Provided text -

^^^^

Court of Civil Appeals of Texas, 2018

Roger Dee Benefield v. State

Roger Dee Benefield v. State
Court of Civil Appeals of Texas · Decided June 26, 2018

Roger Dee Benefield v. State

Opinion

In The Court of Appeals Sixth Appellate District of Texas at Texarkana

No. 06-18-00002-CR

ROGER DEE BENEFIELD, Appellant V. THE STATE OF TEXAS, Appellee

On Appeal from the 188th District Court Gregg County, Texas Trial Court No. 46,894-A

Before Morriss, C.J., Moseley and Burgess, JJ.

Memorandum Opinion by Justice Moseley MEMORANDUM OPINION Roger Dee Benefield was arrested for public intoxication by Longview Police Officer Larry Solomon at Magrill Plaza in Longview. As Benefield was being transported to jail, he spat on Solomon, causing his saliva to come in contact with Solomon’s right hand and right arm.

Consequently, a Gregg County jury convicted Benefield of harassment of a public servant 1 and assessed him forty-five years in prison, after enhancement.

In his appeal, Benefield complains that the trial court erred in admitting a 1989 conviction for aggravated sexual assault during the guilt/innocence phase of his trial.2 However, we have carefully reviewed the record and have found that the only prior conviction admitted during the guilt/innocence phase of Benefield’s trial was a 2006 conviction for failure to register as a sex offender, which was admitted without objection.3 Benefield did not complain (either at trial or on appeal) regarding the admission of evidence pertaining to his conviction for failing to register as a sex offender.

See TEX. PENAL CODE ANN. § 22.11(a)(3) (West Supp. 2017).

^^^^

Dataset excerpts -
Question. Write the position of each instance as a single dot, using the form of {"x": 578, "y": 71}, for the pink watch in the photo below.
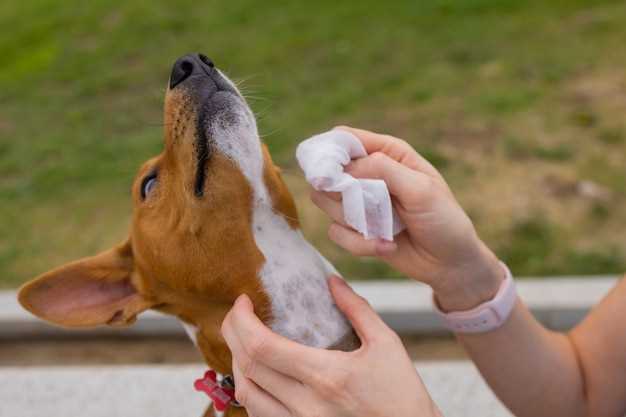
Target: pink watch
{"x": 487, "y": 316}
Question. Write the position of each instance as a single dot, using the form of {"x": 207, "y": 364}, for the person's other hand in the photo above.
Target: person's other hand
{"x": 440, "y": 246}
{"x": 275, "y": 377}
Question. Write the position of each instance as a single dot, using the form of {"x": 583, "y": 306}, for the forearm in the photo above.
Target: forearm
{"x": 534, "y": 371}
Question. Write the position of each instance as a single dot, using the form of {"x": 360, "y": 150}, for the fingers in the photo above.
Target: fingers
{"x": 406, "y": 185}
{"x": 257, "y": 402}
{"x": 251, "y": 341}
{"x": 357, "y": 245}
{"x": 397, "y": 149}
{"x": 366, "y": 322}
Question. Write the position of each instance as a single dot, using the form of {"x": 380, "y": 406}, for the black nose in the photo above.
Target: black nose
{"x": 187, "y": 65}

^^^^

Required work -
1/ Answer the following questions using the court opinion above:
(a) For what offense was Roger Dee Benefield arrested at Magrill Plaza?
(b) How many years in prison did the Gregg County jury assess after enhancement?
(c) What was the only prior conviction admitted during the guilt/innocence phase of the trial?
2/ Transcribe the part of the court opinion starting with "ROGER DEE BENEFIELD, Appellant" and going on through "and right arm.".

Solutions -
1/
(a) Public intoxication.
(b) Forty-five years.
(c) A 2006 conviction for failure to register as a sex offender, which was admitted without objection.

2/
ROGER DEE BENEFIELD, Appellant V. THE STATE OF TEXAS, Appellee

On Appeal from the 188th District Court Gregg County, Texas Trial Court No. 46,894-A

Before Morriss, C.J., Moseley and Burgess, JJ.

Memorandum Opinion by Justice Moseley MEMORANDUM OPINION Roger Dee Benefield was arrested for public intoxication by Longview Police Officer Larry Solomon at Magrill Plaza in Longview. As Benefield was being transported to jail, he spat on Solomon, causing his saliva to come in contact with Solomon’s right hand and right arm.